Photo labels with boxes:

%%

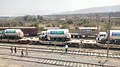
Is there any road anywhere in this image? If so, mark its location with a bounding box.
[0,49,120,67]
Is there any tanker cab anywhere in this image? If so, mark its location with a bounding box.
[96,32,108,42]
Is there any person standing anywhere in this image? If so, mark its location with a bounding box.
[65,45,68,53]
[10,47,13,53]
[14,47,17,53]
[21,49,24,57]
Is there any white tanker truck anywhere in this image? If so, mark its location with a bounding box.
[96,30,120,44]
[3,29,24,39]
[39,29,71,42]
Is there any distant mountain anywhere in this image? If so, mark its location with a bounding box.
[59,5,120,14]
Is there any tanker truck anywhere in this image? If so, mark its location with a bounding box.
[96,30,120,44]
[4,29,24,39]
[39,29,71,42]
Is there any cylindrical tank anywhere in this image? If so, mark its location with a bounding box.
[4,29,24,38]
[110,30,120,39]
[47,29,69,37]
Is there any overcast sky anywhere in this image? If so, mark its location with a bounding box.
[0,0,120,16]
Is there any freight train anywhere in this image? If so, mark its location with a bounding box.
[39,29,71,42]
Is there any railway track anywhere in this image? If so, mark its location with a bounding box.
[0,45,120,59]
[0,54,115,67]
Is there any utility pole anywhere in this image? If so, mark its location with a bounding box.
[96,14,100,34]
[107,13,111,58]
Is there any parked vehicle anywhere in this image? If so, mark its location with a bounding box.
[96,30,120,44]
[39,29,71,41]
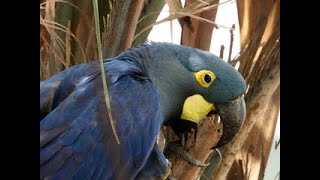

%%

Task instructions:
Please put each line of the records above into a numbered list, skipping blank lines and leaving the pictures out.

Result of this exercise:
1. Is there any road anywhere in this image? If so, mark its location with a bounding box.
2. [0,49,120,67]
3. Is there any tanker cab anywhere in this image? If so, mark its location with a bounding box.
4. [96,32,108,42]
5. Is there any person standing anywhere in this image? If so, mark its location with a bounding box.
6. [65,45,68,53]
7. [10,47,13,53]
8. [14,47,17,53]
9. [21,49,24,57]
10. Is there any white tanker truck anywhere in this image? If so, mark its location with a bounding box.
11. [96,30,120,44]
12. [3,29,24,39]
13. [39,29,71,42]
14. Is there any distant mountain anywhere in this image? If so, mark its location with a bounding box.
15. [59,5,120,14]
16. Is there any tanker truck anywhere in this image? If so, mark its location with a bounding box.
17. [96,30,120,44]
18. [4,29,24,39]
19. [39,29,71,42]
20. Is there any cylindrical tank anywhere in this image? If so, mark its location with a bounding box.
21. [4,29,24,38]
22. [110,30,120,39]
23. [47,29,69,37]
24. Is there any overcast sky anywhere in this image? If so, mark its location with a bounding box.
25. [0,0,120,16]
26. Is there any freight train anywhere in this image? If so, mark its location with a bounding box.
27. [39,29,71,42]
28. Is there any railway track anywhere in this image? If so, mark its location with a bounding box.
29. [0,45,120,59]
30. [0,54,115,67]
31. Is there any utility pole anywhere in this image? If so, mark its location with a bounding box.
32. [96,14,100,34]
33. [107,13,111,58]
34. Is there any parked vehicle anywhere in this image? If so, mark its location with a bounding box.
35. [96,30,120,44]
36. [39,29,71,41]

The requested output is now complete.